- **What the exercise asks**:
Reproduce the passage about Qaddafi's final weeks in Surt verbatim, from "His account of" to "a week later.".

- **Given passage**:
A few guards were present, but they spoke only among themselves. He said his captors had treated him well and had sent doctors to tend to injuries he sustained before his capture, including shrapnel wounds under his eye, and on his back and left arm.

Many of his statements appeared to be self-serving; he said, for instance, that he and others had repeatedly tried to convince Colonel Qaddafi that the revolutionaries were not rats and mercenaries, as the colonel was fond of saying, but ordinary people.

“He knew that these were Libyans who were revolting,” he said. Other times, he seemed full of regret, explaining his failure to surrender or escape as his way of fulfilling “a moral obligation to stay” with the colonel before adding, “My courage failed me.”

His account of the battle did not address the accusations made by the former rebels of abuses by loyalist forces inside Surt. Ismael al-Shukri, the deputy chief of military intelligence in Misurata, said that loyalists had used families as human shields and that there were reports that loyalist soldiers had detained daughters to prevent families from leaving. The former rebels have also said that the Qaddafi forces executed soldiers who refused to fight.

Colonel Qaddafi fled to Surt on Aug. 21, the day Tripoli fell, in a small convoy that traveled through the loyalist bastions of Tarhuna and Bani Walid. “He was very afraid of NATO,” said Mr. Dhao, who joined him about a week later.

- **Entries shown**:
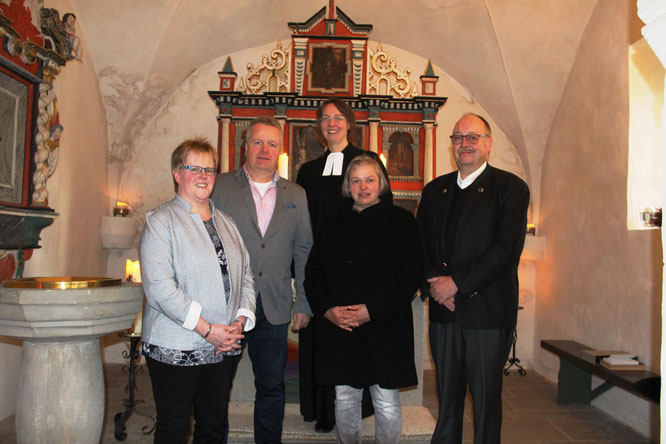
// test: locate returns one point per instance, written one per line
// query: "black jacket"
(374, 258)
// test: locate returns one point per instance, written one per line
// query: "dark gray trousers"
(474, 358)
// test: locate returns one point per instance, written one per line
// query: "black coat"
(374, 258)
(489, 239)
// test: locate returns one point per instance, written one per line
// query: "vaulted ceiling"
(513, 56)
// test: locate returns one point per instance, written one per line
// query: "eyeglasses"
(472, 139)
(337, 118)
(197, 170)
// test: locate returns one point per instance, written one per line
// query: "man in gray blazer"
(272, 216)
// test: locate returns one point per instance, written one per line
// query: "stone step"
(417, 425)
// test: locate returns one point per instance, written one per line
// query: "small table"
(574, 381)
(130, 404)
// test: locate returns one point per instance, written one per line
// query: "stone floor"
(530, 416)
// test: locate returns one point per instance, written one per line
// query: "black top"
(324, 193)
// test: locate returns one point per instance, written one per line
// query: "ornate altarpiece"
(329, 56)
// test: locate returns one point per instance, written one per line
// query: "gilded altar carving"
(271, 75)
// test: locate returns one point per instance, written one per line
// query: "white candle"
(133, 274)
(283, 165)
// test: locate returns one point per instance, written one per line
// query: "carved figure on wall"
(401, 156)
(61, 34)
(53, 144)
(47, 140)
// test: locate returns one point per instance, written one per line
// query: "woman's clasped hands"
(225, 337)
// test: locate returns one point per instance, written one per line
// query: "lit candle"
(283, 165)
(121, 209)
(132, 271)
(133, 274)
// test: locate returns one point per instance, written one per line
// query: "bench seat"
(574, 383)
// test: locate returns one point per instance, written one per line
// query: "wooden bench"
(574, 381)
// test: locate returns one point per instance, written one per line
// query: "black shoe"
(323, 427)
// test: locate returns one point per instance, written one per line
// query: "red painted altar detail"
(329, 56)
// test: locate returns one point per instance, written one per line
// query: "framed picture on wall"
(14, 102)
(401, 154)
(304, 147)
(329, 68)
(408, 200)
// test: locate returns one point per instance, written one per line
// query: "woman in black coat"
(322, 180)
(363, 271)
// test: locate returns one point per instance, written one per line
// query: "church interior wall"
(146, 182)
(77, 192)
(599, 283)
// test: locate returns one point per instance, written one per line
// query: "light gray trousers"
(388, 417)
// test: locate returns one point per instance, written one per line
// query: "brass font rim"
(61, 282)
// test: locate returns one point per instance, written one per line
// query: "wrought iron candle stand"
(130, 403)
(513, 361)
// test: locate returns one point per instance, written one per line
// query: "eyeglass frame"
(337, 118)
(196, 170)
(466, 137)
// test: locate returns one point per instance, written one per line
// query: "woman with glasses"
(322, 180)
(198, 283)
(360, 279)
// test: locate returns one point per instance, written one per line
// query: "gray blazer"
(179, 265)
(288, 236)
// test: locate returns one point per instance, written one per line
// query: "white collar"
(467, 181)
(333, 165)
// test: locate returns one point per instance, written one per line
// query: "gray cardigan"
(179, 265)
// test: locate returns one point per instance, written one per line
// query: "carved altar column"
(428, 167)
(300, 59)
(224, 155)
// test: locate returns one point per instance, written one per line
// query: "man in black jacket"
(473, 225)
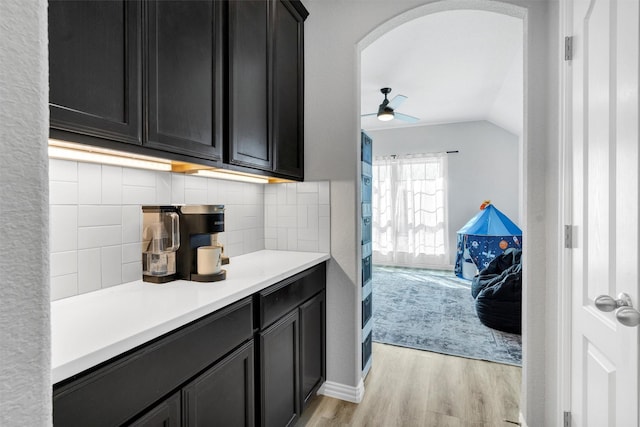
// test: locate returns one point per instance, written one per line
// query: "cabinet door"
(165, 414)
(279, 367)
(288, 90)
(249, 143)
(312, 346)
(184, 69)
(94, 68)
(223, 395)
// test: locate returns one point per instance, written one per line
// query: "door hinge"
(568, 236)
(568, 48)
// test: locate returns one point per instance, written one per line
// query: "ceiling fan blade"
(396, 101)
(406, 118)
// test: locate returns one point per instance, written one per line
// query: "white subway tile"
(111, 266)
(302, 216)
(271, 244)
(292, 239)
(132, 252)
(63, 193)
(131, 224)
(63, 263)
(63, 228)
(308, 245)
(139, 177)
(95, 216)
(94, 237)
(195, 196)
(111, 185)
(282, 239)
(307, 187)
(131, 272)
(292, 194)
(163, 188)
(63, 170)
(324, 192)
(89, 183)
(89, 270)
(213, 192)
(64, 286)
(324, 234)
(133, 195)
(177, 188)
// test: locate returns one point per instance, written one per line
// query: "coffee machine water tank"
(160, 242)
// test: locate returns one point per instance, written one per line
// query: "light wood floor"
(407, 387)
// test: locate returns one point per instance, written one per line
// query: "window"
(409, 210)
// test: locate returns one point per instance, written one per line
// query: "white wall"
(485, 167)
(25, 388)
(335, 32)
(96, 219)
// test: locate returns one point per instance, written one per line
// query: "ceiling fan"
(386, 110)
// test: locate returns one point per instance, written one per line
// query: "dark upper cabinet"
(288, 89)
(184, 112)
(95, 68)
(248, 71)
(266, 86)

- **Result**:
His account of the battle did not address the accusations made by the former rebels of abuses by loyalist forces inside Surt. Ismael al-Shukri, the deputy chief of military intelligence in Misurata, said that loyalists had used families as human shields and that there were reports that loyalist soldiers had detained daughters to prevent families from leaving. The former rebels have also said that the Qaddafi forces executed soldiers who refused to fight.

Colonel Qaddafi fled to Surt on Aug. 21, the day Tripoli fell, in a small convoy that traveled through the loyalist bastions of Tarhuna and Bani Walid. “He was very afraid of NATO,” said Mr. Dhao, who joined him about a week later.